## Begin EXTRACT TO READ

Quiet Quitting – what does it say about you?

I have seen talk of what some people have dubbed ‘quiet quitting’ where in some weird silent protest, you stop being productive at work and instead become a dead weight, because you ‘don’t like’ it. Believing in some way it shows up the employer or the workplace as having the issue. And maybe there are issues that need to be dealt with, but not quite sure how not working or communicating said issues is a positive thing.

Maybe I have missed a point or something, but it just sounds like a very childish thing to do, and as well as wasting time and resources for your employer, you are actually wasting your own time and selling yourself short. I have had many jobs, and have left many jobs. I may not have left right away when I knew it wasn’t for me, but I sure as shit didn’t drag everyone else down with me, which is what this sounds like to me.

## End EXTRACT TO READ
## Begin INFORMATION SUPPLIED

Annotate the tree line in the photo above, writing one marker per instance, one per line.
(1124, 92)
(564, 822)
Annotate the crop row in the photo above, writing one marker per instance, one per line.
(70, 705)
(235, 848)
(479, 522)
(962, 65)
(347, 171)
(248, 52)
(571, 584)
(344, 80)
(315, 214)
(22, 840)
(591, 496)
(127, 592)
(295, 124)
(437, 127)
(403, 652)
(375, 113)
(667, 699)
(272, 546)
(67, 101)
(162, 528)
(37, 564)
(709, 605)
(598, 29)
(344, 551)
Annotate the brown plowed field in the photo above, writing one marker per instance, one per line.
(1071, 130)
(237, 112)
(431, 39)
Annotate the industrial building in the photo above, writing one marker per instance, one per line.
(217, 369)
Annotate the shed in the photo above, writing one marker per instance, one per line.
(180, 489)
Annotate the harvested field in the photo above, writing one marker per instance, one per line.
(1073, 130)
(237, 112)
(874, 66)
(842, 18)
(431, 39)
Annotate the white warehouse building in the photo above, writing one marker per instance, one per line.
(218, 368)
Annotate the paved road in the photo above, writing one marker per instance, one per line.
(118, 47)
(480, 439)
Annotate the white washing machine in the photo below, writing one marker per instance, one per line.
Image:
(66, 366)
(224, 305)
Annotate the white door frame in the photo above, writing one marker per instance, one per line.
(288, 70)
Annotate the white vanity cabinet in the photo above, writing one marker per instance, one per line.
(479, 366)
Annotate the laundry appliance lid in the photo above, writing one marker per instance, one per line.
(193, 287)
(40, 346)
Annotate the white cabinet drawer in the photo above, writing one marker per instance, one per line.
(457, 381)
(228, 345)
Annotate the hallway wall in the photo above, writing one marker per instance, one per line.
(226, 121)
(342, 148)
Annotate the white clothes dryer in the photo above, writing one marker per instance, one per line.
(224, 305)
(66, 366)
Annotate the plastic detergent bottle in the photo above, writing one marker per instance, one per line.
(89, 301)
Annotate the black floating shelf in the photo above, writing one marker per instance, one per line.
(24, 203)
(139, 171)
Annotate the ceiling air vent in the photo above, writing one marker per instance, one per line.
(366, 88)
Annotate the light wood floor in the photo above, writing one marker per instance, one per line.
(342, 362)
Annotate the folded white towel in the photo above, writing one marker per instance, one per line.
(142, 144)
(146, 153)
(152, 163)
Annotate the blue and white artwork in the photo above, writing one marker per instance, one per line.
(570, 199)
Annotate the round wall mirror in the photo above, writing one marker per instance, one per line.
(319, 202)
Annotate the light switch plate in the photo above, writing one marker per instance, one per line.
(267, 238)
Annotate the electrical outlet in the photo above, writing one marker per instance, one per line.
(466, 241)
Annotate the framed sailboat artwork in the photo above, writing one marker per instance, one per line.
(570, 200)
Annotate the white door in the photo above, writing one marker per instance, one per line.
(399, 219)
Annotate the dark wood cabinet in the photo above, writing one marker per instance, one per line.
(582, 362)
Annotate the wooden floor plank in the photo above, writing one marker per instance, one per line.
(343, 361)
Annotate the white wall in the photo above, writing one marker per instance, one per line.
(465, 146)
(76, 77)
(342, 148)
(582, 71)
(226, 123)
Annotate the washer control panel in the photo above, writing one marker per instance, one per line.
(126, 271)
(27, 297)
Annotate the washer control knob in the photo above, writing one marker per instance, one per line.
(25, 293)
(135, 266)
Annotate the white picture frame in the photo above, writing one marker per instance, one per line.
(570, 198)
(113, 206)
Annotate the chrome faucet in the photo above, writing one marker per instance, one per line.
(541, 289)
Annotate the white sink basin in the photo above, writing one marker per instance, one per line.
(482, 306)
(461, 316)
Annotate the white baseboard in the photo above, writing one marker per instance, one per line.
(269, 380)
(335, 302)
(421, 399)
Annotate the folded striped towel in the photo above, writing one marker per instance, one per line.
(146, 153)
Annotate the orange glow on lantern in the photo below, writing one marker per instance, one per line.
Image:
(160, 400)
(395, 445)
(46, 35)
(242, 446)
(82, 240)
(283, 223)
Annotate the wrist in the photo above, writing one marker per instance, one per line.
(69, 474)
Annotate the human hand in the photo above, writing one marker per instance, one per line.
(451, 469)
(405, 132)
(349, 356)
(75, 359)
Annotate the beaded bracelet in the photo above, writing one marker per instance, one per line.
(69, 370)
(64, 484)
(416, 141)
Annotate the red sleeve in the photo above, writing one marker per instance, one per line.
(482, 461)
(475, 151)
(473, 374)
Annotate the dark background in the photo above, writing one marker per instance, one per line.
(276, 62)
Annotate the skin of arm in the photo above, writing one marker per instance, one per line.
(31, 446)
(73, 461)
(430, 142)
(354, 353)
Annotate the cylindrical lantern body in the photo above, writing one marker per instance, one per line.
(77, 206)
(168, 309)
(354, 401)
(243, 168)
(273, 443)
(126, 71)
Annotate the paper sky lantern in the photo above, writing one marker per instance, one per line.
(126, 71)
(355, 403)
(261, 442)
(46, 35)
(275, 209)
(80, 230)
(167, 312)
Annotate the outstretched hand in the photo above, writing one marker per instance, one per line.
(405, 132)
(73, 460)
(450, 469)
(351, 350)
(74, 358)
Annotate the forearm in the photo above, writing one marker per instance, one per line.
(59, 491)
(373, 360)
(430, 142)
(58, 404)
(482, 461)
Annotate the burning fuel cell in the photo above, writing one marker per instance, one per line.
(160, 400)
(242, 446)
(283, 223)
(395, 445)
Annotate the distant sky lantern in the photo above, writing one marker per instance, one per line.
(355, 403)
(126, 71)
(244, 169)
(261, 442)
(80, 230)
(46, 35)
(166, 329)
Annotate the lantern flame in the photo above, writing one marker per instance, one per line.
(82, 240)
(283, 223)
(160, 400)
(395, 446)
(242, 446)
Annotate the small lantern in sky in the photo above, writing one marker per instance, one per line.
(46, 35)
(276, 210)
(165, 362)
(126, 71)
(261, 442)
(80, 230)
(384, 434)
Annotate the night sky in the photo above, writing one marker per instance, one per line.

## End INFORMATION SUPPLIED

* _GIVEN REQUEST 1_: In the post on quiet quitting, what does the writer say a person who quietly quits is wasting besides the employer's time and resources?
* _GIVEN REQUEST 2_: Carry the post on quiet quitting forward from its last sentence, keeping the writer's voice and view.
The material after the post comes from a different source.

* _TASK RESPONSE 1_: They are wasting their own time and selling themselves short.

* _TASK RESPONSE 2_:
Instead I took action to either change what I didn’t like about my workplace, management or role, or left to go and work hard somewhere else. It was that simple and covered in my piece Work ethic and employment. Refusing to lower my standards for someone else, rather just accepting that I was no longer of use where I was. Played out in real time in one particular job where the manager was useless, the staff knew it and we were failing as an office because of it, so I reported them. In the meeting to discuss it (I was 21 at the time), the area manager said they knew they knew the manager was crap, but good managers don’t grow on trees, I should lower my standards. And being honest, it was probably one of the best things he could have said, because it shocked me slightly that anyone would expect me to lower my standards to fit a failing system, and it also clearly showed me I was working with the wrong people. When something has run its course important to know when Walking Away is appropriate. By staying and just demotivating yourself, when you could be getting on with that you could or should be doing, seems very counter productive. To me anyway.

I also developed a certain mindset rather early on, that when I quit something it wasn’t a failure on my part, it was a move to stop wasting time and took me a step closer to what I was meant to be doing, whatever that was. It became a positive thing, although that didn’t mean I just went and quit at the drop of a hat, but my length of time at jobs became less and less throughout my 20’s as my confidence, skills and ability developed further. I realised I wouldn’t get what I was seeking from a workplace, or a boss, so at 27 started my own business in admin and finance, making sure I could work to my standard and level of professionalism. If I had lowered my standard, or reduced my interests because of someone else demotivaing me (and there have been many who could have), I quite probably wouldn’t have made it this far, still running my business. And setting up another one a few later later for all my creative endeavours.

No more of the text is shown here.